• [Exercise description]
Format everything in the material from the line containing "point: the puppy, center" down to the end as a JSON list of strings, one string per line, omitting any blank lines.
— START Provided records —
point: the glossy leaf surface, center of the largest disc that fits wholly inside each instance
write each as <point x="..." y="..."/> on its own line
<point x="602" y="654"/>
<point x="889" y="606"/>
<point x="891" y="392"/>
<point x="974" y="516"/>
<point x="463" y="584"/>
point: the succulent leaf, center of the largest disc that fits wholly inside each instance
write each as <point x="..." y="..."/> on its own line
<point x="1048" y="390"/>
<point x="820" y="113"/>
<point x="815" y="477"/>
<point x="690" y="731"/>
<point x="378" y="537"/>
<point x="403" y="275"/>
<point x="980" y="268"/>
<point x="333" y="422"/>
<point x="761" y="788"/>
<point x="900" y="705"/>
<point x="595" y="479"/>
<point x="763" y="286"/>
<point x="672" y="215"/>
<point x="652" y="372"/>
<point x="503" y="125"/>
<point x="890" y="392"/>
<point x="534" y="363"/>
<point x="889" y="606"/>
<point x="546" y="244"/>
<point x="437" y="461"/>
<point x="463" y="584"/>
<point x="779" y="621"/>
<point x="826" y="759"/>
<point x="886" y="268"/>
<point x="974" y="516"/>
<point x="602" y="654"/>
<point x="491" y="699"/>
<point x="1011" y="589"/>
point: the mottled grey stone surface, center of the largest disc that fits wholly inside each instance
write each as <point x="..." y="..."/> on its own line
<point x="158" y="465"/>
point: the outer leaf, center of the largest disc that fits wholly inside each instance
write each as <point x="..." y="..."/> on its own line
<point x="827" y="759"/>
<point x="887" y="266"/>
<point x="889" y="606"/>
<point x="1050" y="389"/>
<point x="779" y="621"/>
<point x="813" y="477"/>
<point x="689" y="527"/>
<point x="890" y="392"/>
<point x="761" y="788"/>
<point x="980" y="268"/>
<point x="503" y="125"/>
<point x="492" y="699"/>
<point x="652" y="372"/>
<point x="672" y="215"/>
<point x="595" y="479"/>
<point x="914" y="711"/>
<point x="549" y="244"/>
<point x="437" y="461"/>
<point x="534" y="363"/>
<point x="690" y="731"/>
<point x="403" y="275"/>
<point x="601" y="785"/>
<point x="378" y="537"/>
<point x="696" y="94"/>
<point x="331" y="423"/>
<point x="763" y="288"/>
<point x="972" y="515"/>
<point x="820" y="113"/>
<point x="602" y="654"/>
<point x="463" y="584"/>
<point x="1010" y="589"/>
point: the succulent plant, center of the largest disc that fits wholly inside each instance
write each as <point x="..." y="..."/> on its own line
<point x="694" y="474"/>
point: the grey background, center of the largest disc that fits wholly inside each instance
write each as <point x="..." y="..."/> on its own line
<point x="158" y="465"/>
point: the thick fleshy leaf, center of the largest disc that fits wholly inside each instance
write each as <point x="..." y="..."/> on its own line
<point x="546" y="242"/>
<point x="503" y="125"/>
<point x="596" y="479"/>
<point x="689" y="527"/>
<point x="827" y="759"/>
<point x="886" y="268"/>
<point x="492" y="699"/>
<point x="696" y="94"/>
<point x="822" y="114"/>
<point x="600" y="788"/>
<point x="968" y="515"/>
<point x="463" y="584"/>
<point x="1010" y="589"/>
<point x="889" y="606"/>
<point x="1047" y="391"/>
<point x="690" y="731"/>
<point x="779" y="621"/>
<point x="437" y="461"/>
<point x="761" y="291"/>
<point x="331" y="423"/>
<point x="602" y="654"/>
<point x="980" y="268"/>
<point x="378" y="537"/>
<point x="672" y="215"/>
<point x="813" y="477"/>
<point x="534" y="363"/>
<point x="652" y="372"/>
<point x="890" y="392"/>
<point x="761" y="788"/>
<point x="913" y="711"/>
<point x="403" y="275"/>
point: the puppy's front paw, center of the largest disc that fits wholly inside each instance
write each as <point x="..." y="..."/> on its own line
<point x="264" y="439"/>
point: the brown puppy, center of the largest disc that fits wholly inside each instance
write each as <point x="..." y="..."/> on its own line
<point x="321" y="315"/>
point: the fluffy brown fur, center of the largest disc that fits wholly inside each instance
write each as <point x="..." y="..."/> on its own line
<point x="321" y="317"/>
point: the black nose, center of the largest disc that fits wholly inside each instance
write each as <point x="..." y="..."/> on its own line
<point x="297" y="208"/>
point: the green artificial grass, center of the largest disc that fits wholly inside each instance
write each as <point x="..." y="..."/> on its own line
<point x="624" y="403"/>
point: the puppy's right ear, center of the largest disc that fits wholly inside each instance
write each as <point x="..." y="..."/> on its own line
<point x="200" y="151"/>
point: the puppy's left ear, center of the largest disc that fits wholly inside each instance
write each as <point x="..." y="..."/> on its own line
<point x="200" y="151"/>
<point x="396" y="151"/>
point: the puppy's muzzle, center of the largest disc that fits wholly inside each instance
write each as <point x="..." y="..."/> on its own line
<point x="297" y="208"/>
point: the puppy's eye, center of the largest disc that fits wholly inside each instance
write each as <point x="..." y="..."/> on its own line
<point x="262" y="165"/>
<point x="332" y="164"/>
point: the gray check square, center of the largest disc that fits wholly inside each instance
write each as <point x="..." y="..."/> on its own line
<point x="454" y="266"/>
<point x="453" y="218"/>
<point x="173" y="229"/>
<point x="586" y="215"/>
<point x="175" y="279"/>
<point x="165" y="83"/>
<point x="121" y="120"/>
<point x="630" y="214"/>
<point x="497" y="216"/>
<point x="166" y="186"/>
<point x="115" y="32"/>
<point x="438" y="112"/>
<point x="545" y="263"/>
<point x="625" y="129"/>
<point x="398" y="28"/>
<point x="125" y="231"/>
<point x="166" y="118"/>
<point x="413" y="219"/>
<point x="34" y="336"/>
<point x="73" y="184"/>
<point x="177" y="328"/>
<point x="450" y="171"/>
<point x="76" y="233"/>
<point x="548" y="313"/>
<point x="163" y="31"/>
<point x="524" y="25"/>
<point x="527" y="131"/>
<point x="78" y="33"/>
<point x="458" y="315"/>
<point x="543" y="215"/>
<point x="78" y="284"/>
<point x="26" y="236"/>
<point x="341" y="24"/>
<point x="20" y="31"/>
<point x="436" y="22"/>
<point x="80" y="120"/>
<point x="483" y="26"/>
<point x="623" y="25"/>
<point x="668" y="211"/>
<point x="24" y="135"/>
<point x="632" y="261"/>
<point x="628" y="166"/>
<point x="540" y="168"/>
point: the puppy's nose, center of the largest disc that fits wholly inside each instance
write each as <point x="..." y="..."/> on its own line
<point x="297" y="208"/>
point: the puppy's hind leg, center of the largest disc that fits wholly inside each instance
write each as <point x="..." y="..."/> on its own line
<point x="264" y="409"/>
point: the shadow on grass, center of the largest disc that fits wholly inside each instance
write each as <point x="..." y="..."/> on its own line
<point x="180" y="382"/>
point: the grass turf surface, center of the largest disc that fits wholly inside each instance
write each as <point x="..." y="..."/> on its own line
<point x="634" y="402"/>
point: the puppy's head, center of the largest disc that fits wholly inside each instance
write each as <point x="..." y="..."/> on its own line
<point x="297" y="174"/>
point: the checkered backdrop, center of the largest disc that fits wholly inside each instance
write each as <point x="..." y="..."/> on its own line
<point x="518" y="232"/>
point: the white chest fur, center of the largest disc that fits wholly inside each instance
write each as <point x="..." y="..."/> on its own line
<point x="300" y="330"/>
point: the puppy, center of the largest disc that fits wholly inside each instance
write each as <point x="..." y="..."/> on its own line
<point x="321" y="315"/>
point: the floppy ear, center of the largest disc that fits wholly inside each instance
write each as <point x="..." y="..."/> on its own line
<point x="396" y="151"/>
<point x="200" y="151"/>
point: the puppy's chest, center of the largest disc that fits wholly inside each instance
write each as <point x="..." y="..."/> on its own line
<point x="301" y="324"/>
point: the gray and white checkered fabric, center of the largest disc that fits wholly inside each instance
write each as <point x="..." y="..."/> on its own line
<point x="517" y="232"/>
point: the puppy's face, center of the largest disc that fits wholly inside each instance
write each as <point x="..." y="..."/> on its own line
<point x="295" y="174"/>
— END Provided records —
• [Finished answer]
[
  "point: the puppy, center of the largest disc that fits wholly inside each instance",
  "write each as <point x=\"...\" y=\"...\"/> on its own line",
  "<point x=\"321\" y=\"315\"/>",
  "point: the floppy ear, center of the largest disc that fits wholly inside each instance",
  "write each as <point x=\"...\" y=\"...\"/> on its own line",
  "<point x=\"396\" y=\"151\"/>",
  "<point x=\"200\" y=\"151\"/>",
  "point: the puppy's chest, center of the largest disc that fits wholly inside each instance",
  "write each as <point x=\"...\" y=\"...\"/> on its own line",
  "<point x=\"301\" y=\"324\"/>",
  "point: the gray and white checkered fabric, center of the largest disc that fits wholly inside each instance",
  "write each as <point x=\"...\" y=\"...\"/> on its own line",
  "<point x=\"517\" y=\"232\"/>",
  "point: the puppy's face, center of the largest disc that fits wholly inside each instance",
  "write each as <point x=\"...\" y=\"...\"/> on its own line",
  "<point x=\"295\" y=\"174\"/>"
]